### Document section ###

2 years ago, I signed up for a "Buy 1 Month Get 1 Month Free Unlimited Car Wash Deal" at a local carwash.  Last Month, I questioned my Wife about this "Reoccurring  Charge for $28 Every Month".  She thought I knew about it!!!

My $28 Unlimited car wash deal turned into a $672 car wash deal!!!  I washed my truck at their facility 7-Times in those 2 months that I thought I had a membership, so it works out to $96 per wash, for a $6 wash!

On the very bottom in very fine print, there was a statement that a "Monthly Fee Will Be Automatically Charged to Your Account, Unless Cancelled".  I still have the original coupon, and it DOES NOT say anything about this "Automatic Monthly Charge".

Man Did I Feel "S-T-U-P-I-D"?


Todd


----------



## craiger (Apr 1, 2010)

Contrary to what you believed, this thread did stay up for us all to read, to Jeff's credit.


----------



## smokin relaxin steve (Apr 1, 2010)

Better Pissed off than ON


----------



## placebo (Apr 1, 2010)

Not only that, it also paid for itself as it's own advertisement. Gotta love that!
	

	
	
		
		



		
		
	


	





 I'll be getting my premier membership as soon as I can get out of the current rut I'm in. But I had decided that well before this thread came up.


----------



## mama's smoke (Apr 1, 2010)

I just signed up for the SMF Premium Membership.  Everything I have learned from this forum, as well as the encouragement, has been well worth the $15.00.  Mama loves a bargain.


----------



## mythmaster (Apr 1, 2010)

Thanks, pops and Fore Check.  Jeff gets my $15 today, too! 
	

	
	
		
		



		
		
	


	





Maybe he'll use it as a down-payment on a ham and post in my thread.


----------



## erain (Apr 1, 2010)

now thats funny stuff!!!


----------



## grizandizz (Apr 1, 2010)

This thread really backfired on that guy, I just signed up for Premier Membership AND ordered his Rub and Sauce recipe's.Nice job dude!!!!


----------



## placebo (Apr 1, 2010)

###

◆ **Exercise requirements**:
• A. List the usernames that appear as post headings in the forum thread, naming each one once.
• B. Continue the forum thread about the car wash charge and the membership, picking up after its final line.
The material that comes next is from a different source and is not part of the forum thread.

### Recorded information ###

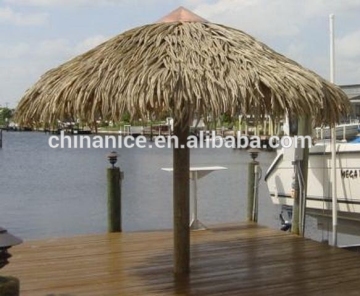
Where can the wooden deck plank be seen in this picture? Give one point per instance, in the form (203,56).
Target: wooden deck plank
(245,259)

###

◆ **The responses**:
• A. craiger, smokin relaxin steve, placebo, mama's smoke, mythmaster, erain, grizandizz

• B.
Actually it looks like he is going to get exactly what he wanted so I'd say it is a win win!


----------



## richoso1 (Apr 1, 2010)

I just payed for another 2 years of good times. You can't keep a good thing down. Was I through?


----------



## grizandizz (Apr 1, 2010)

Getting the $15 dollars back I'm sure was one of his goals but I believe getting others here to join him in bashing Jeff and this great board was the other.


----------



## bcfishman (Apr 1, 2010)

This brought a wonderful smile to my face.
Even through the pain of the slag that just burned through the top of my tennis shoe, sock, and scorched my middle toe, I was till able to smile.

I think my recurring payment came out a few months back. Didn't even blink.

Note to anyone in Minnesota, I may knmow of someone who has a used smoker for sale. Contact Minn.Bill for details.


----------



## cruizer (Apr 1, 2010)

Way to go Jeff! I bet he's even more pissed off now. Love the forum keep up the great service you are providing for the world of smoking. I think I just renewed mine sure glad it's on auto.


----------



## bizones (Apr 1, 2010)

I am pissed also! I joined this forum to be ridiculed and made fun of for being a newbie! So far all I have got is answers and help from good people! WTF?!?


----------



## morkdach (Apr 1, 2010)

glad to help


----------



## hogfan40 (Apr 1, 2010)

LOL!!! I think i'll send in my $15.00 also.


----------



## meateater (Apr 1, 2010)

I just sent my premier membership also, but have to wait since its Pony Express.


----------



## rdknb (Apr 1, 2010)

Finally figured out pay pal so Ihave joined also.  I get way more then 15 costs me.


----------



## travcoman45 (Apr 1, 2010)

If the problem is setteled an everbody be happy, lets put it ta bed an get back ta smokin stuff!

No sense in stirrin up any trouble, nice place here, let's keep it that way.  Just my two coppers on the deal.


----------



## grizandizz (Apr 1, 2010)

Agreed Tip!
But for those reading this thread, becoming a premier member does nothing but benefit everyone on this board.
I for one did not even know about membership until I read the original post.


----------



## bill in mn (Apr 1, 2010)

Mnbill I just went through your posts and you are a stand up guy too. Just let things roll and I'm sure it will blow over.You have contributed allot all ready and I for one would not like to see this rune a good thing.Stay with us I ( we ) need your input .Just think how many guys (myself included )haven't even helped with the cost of this site.I will when I get this ship I'm on turned around .Hang in there I and others have all learned from this and we will be stronger for it.Bill in MN


----------



## TulsaJeff (Apr 1, 2010)

I agree.. all of us have gotten upset a time or two and maybe said something that we really did not mean.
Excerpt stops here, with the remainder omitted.